- Textauszug:
Sorge macht dem Bundesinstitut für Risikobewertung (BfR) allerdings der Restgehalt an psychoaktivem THC, das natürlicherweise im CBD-Öl enthalten ist, aber in den EU-zertifizierten Sorten 0,2 Prozent nicht übersteigen darf. Laut Behörde werden die Richtwerte sehr häufig überschritten. Bei hanfhaltigen Nahrungsergänzungsmitteln (dazu zählten neben CBD-Ölen auch aus Hanfsamen hergestellte Proteinpulver) überschritten nahezu alle Proben (94 Prozent) den Richtwert. Die Gehalte an THC lagen durchschnittlich bei 1230 mg/kg und überschritten den Richtwert also um mehr als das 10 000fache.

- Quelldaten:
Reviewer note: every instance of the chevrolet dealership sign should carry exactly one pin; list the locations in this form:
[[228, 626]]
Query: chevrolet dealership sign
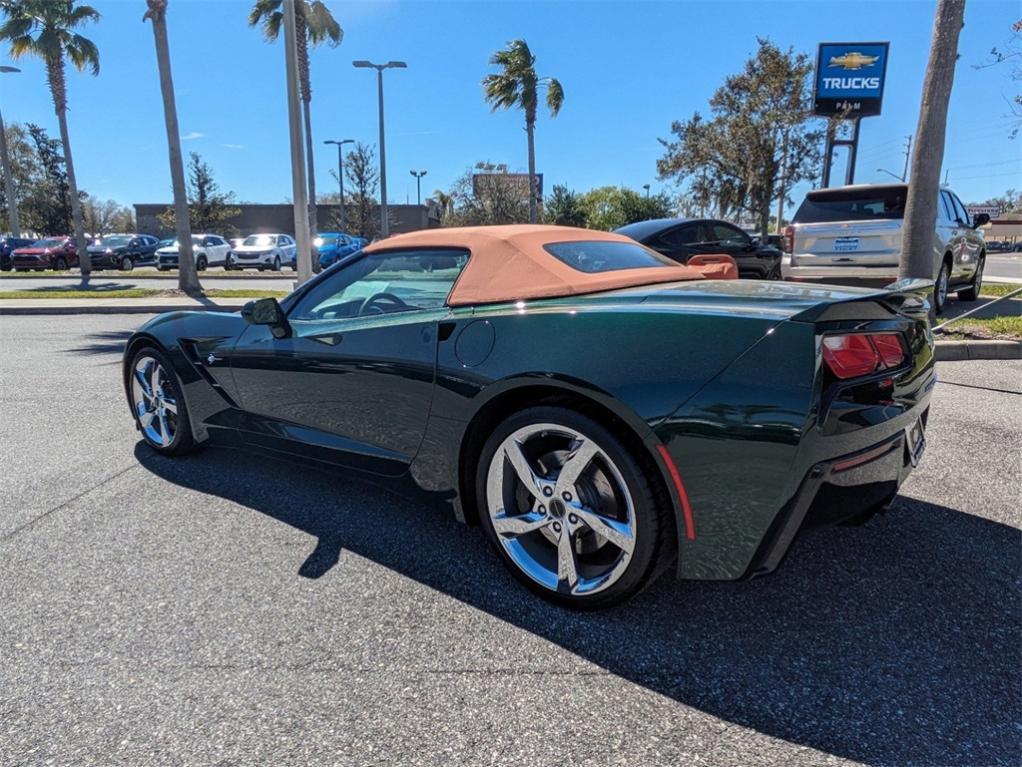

- Arbeitsauftrag A:
Gib aus dem Text über THC in CBD-Öl einen Abschnitt wörtlich wieder, beginnend bei „Sorge macht dem“ und endend bei „das 10 000fache.“.
- Arbeitsauftrag B:
Liste sämtliche Zahlenangaben auf, die im Text über THC in CBD-Öl vorkommen, jeweils mit ihrer Einheit.
- Arbeitsauftrag C:
Beantworte anhand des Textes über THC in CBD-Öl diese Fragen:
(i) Welche Behörde sorgt sich um den Restgehalt an THC?
(ii) Welches Produkt zählte neben CBD-Ölen zu den hanfhaltigen Nahrungsergänzungsmitteln?
(iii) Wie viel Prozent der Proben überschritten den Richtwert?

- Schriftliche Antwort A:
Sorge macht dem Bundesinstitut für Risikobewertung (BfR) allerdings der Restgehalt an psychoaktivem THC, das natürlicherweise im CBD-Öl enthalten ist, aber in den EU-zertifizierten Sorten 0,2 Prozent nicht übersteigen darf. Laut Behörde werden die Richtwerte sehr häufig überschritten. Bei hanfhaltigen Nahrungsergänzungsmitteln (dazu zählten neben CBD-Ölen auch aus Hanfsamen hergestellte Proteinpulver) überschritten nahezu alle Proben (94 Prozent) den Richtwert. Die Gehalte an THC lagen durchschnittlich bei 1230 mg/kg und überschritten den Richtwert also um mehr als das 10 000fache.

- Schriftliche Antwort B:
0,2 Prozent
94 Prozent
1230 mg/kg
das 10 000fache

- Schriftliche Antwort C:
(i) Das Bundesinstitut für Risikobewertung (BfR).
(ii) Aus Hanfsamen hergestellte Proteinpulver.
(iii) 94 Prozent.